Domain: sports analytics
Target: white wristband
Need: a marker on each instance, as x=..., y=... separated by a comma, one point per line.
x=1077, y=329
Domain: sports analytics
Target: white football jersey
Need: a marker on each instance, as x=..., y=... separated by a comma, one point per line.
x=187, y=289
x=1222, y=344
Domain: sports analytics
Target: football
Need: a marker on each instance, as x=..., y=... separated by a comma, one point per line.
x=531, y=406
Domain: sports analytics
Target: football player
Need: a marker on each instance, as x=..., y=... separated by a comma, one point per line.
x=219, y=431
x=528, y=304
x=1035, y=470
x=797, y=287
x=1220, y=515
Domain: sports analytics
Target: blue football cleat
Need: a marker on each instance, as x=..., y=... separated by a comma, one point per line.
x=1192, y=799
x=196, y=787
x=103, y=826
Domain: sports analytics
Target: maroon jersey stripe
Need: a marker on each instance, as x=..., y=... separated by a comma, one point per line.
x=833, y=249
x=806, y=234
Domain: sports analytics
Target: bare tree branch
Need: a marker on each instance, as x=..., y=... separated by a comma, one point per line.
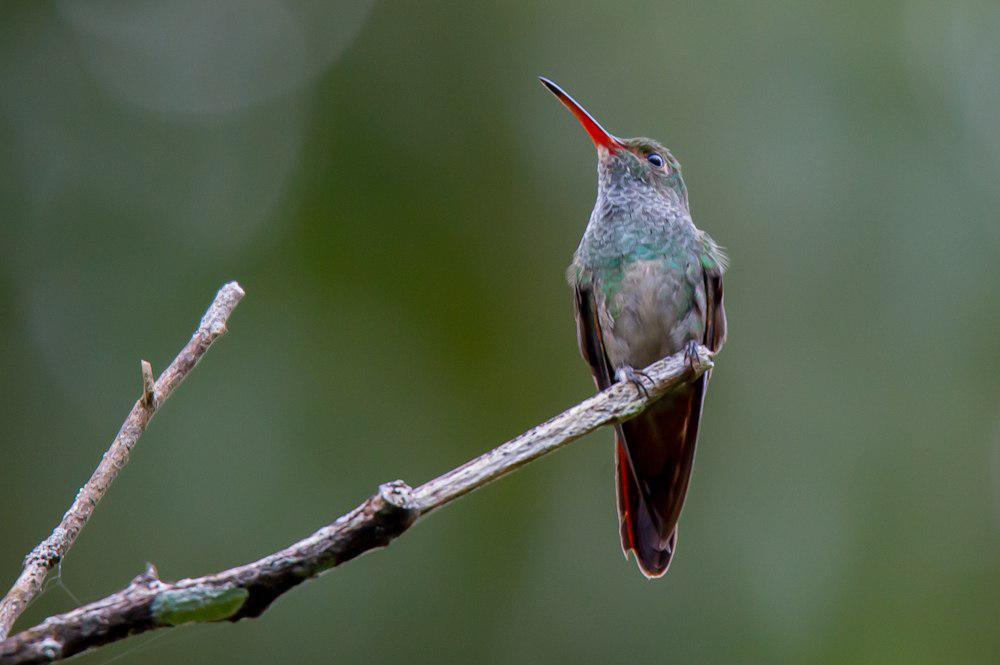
x=52, y=550
x=246, y=591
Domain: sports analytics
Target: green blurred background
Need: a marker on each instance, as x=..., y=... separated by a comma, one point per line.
x=399, y=197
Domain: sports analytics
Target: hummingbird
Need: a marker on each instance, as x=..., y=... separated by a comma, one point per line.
x=647, y=283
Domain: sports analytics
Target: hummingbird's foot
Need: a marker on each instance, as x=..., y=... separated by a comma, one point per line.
x=635, y=377
x=691, y=355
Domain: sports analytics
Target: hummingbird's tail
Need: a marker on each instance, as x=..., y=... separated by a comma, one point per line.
x=654, y=453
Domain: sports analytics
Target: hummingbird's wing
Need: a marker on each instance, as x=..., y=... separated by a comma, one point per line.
x=588, y=336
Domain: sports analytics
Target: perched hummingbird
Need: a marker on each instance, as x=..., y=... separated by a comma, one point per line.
x=648, y=283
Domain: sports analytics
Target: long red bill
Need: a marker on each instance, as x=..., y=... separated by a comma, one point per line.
x=598, y=134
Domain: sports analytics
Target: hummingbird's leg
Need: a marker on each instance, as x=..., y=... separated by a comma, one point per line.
x=635, y=377
x=691, y=355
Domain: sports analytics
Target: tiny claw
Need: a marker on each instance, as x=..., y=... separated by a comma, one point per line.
x=635, y=377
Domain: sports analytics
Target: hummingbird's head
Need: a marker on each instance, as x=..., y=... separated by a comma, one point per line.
x=638, y=167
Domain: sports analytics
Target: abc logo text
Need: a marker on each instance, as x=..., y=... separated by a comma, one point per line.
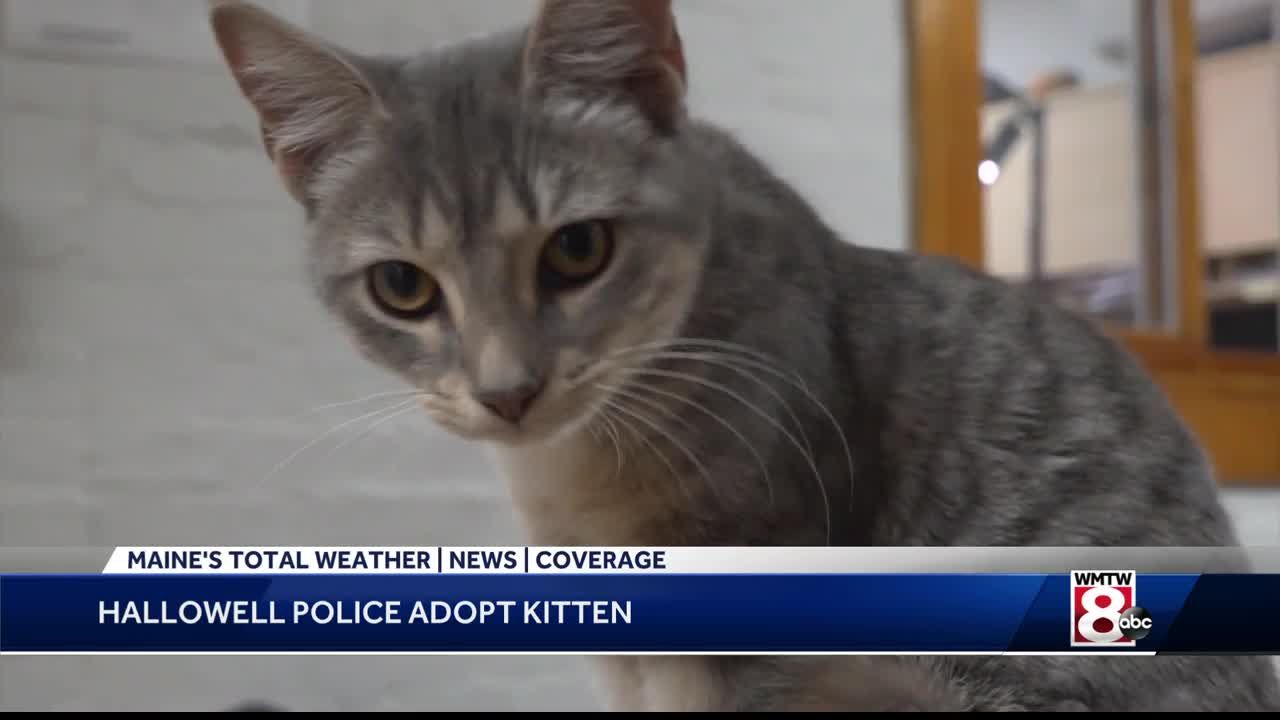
x=1105, y=610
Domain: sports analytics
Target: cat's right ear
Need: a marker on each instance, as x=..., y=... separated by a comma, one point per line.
x=309, y=96
x=609, y=51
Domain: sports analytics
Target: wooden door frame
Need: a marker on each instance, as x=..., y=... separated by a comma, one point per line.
x=1232, y=400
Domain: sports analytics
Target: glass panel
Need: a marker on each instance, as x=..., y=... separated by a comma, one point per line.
x=1238, y=164
x=1073, y=192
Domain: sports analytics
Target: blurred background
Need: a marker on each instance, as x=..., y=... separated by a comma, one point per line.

What needs to be done: Lay out everything from the first line of the entries down to the line containing "x=1222, y=344", including both, as a Markdown table with the columns Index and Text. Give each row a number and leave out blank lines.

Output for this exercise:
| Index | Text |
|---|---|
| 1 | Domain: sports analytics |
| 2 | Target: white wristband |
| 3 | Need: a marker on each instance, as x=..., y=... separated by a comma, one point per line. |
| 4 | x=1077, y=329 |
| 5 | Domain: sports analytics |
| 6 | Target: white football jersey |
| 7 | Need: a marker on each instance, as x=..., y=... separated by a comma, one point per line. |
| 8 | x=187, y=289 |
| 9 | x=1222, y=344 |